» **文字摘录**:
Android Handler源码解析

一.首先看下Handler的常用使用场景

public class MainActivity extends AppCompatActivity {

    private static final String TAG = MainActivity.class.getSimpleName();

    Handler mHandler;
    @Override
    protected void onCreate(Bundle savedInstanceState) {
        super.onCreate(savedInstanceState);
        setContentView(R.layout.activity_main);


        new Thread(new Runnable() {
            @Override
            public void run() {
                Looper.prepare();
                mHandler = new Handler(Looper.myLooper()) {
                    @Override
                    public void handleMessage(@NonNull Message msg) {
                        super.handleMessage(msg);
                        Log.d(TAG, "msg.what = " + msg.what);

                    }
                };

                Looper.loop();
            }
        }).start();

        new Thread(new Runnable() {
            @Override
            public void run() {
                Message message = Message.obtain();
                message.what = 200;
                mHandler.sendMessageDelayed(message,1000);
            }
        }).start();
    }

}

在一个子线程中建立Looper和Handler，并且重写handlerMesage()方法，在handlerMessage中接收消息，而这个消息的传递是在另一个子线程中传递过来，之所以能够实现跨线程通信，就在于其它线程拥有了Handler，Handler就像线程出使其它线程的国家大使，有了这个大使，每个线程都能向创立Handler的线程传递信息。

二.源码解析

1.使用Hander前，必须先建立Looper.prepare()方法，先看下prepare的方法

 public static void prepare() {
        prepare(true);
    }

  private static void prepare(boolean quitAllowed) {
        if (sThreadLocal.get() != null) {
            throw new RuntimeException("Only one Looper may be created per thread");
        }
        sThreadLocal.set(new Looper(quitAllowed));
    }

我们看下sThreadLocal的初始化

    static final ThreadLocal<Looper> sThreadLocal = new ThreadLocal<Looper>();

sThreadLoca是一个静态变量，说明它在Loop类中是唯一的存在，在每个线程中，调用Looper.prepare()方法，最终会在线程没有时Looper，

调用 sThreadLocal.set(new Looper(quitAllowed))方法建立Looper，因为使用类ThreadLocal，这样每个线程只要通过 sThreadLocal.get()方法，就可以获取到该线程的Looper。

[边界框标注条目]
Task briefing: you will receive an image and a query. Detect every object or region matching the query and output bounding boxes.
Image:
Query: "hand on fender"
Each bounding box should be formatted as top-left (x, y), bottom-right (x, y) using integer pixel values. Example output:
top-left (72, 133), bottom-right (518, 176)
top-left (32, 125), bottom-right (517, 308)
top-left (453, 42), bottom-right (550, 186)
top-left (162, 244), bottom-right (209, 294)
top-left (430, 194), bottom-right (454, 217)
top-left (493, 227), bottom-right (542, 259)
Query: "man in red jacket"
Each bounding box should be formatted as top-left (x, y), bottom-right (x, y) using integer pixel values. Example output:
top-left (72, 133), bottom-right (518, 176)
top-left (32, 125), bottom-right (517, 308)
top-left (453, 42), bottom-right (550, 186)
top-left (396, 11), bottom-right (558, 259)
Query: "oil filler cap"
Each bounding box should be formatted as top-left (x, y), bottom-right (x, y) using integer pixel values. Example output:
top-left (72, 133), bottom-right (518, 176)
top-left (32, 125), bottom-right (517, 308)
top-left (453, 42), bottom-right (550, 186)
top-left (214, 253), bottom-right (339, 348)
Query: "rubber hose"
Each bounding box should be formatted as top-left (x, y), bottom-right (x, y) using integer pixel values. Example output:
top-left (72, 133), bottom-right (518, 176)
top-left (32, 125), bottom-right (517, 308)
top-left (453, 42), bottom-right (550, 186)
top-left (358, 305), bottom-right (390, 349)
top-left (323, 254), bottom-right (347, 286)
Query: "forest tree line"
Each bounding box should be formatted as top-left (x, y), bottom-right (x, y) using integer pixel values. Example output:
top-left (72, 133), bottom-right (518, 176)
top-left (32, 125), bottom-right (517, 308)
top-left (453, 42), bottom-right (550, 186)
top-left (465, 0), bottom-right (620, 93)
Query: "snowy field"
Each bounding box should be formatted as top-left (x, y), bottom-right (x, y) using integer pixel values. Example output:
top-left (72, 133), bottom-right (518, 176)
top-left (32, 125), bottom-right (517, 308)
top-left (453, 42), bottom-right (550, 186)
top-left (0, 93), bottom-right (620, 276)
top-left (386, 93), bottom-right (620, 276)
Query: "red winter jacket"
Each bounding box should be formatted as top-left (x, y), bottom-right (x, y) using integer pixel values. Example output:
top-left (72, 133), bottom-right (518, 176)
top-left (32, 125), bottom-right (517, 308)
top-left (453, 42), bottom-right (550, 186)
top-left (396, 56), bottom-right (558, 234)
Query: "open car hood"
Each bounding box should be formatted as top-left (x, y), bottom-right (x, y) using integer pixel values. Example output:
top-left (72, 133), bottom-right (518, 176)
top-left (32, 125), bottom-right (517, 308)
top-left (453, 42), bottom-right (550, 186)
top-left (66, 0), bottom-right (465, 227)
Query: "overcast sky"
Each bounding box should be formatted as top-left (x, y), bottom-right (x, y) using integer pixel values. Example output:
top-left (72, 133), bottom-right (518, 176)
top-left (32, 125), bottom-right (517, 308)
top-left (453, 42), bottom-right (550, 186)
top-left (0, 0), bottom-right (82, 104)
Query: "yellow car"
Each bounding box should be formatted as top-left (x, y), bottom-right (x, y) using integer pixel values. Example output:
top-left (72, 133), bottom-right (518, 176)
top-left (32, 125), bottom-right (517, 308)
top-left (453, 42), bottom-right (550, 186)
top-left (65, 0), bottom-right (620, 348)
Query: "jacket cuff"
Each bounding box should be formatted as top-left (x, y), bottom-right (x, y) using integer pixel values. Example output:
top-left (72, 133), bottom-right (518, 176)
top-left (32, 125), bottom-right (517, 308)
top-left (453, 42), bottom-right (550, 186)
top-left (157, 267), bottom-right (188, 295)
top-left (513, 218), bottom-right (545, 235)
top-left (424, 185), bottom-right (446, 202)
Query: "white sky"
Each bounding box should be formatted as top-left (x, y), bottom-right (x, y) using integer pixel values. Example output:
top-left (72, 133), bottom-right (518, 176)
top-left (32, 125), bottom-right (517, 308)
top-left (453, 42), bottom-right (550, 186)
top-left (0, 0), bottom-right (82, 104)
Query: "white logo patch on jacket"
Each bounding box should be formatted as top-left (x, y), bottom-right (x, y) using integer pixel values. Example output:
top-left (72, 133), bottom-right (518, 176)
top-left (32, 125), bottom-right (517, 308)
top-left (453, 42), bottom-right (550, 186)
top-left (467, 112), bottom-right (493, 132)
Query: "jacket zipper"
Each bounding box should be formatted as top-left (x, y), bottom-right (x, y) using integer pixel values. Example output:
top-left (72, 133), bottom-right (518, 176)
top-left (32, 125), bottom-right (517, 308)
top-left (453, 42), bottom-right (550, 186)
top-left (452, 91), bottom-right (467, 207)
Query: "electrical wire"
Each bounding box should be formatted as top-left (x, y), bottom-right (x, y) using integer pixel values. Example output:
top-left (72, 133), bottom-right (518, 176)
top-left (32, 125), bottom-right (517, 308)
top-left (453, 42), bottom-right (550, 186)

» **任务说明**:
根据上面的Handler源码解析，回答下列问题：
(a) 示例代码的第二个子线程里，message.what 被设成了多少？
(b) 文中把 Handler 比作什么？
(c) 调用 prepare 时，如果 sThreadLocal.get() 不为 null，会抛出什么异常，附带什么信息？

» **参考答案**:
(a) 200
(b) 线程出使其它线程的国家大使
(c) 抛出 RuntimeException，信息是 "Only one Looper may be created per thread"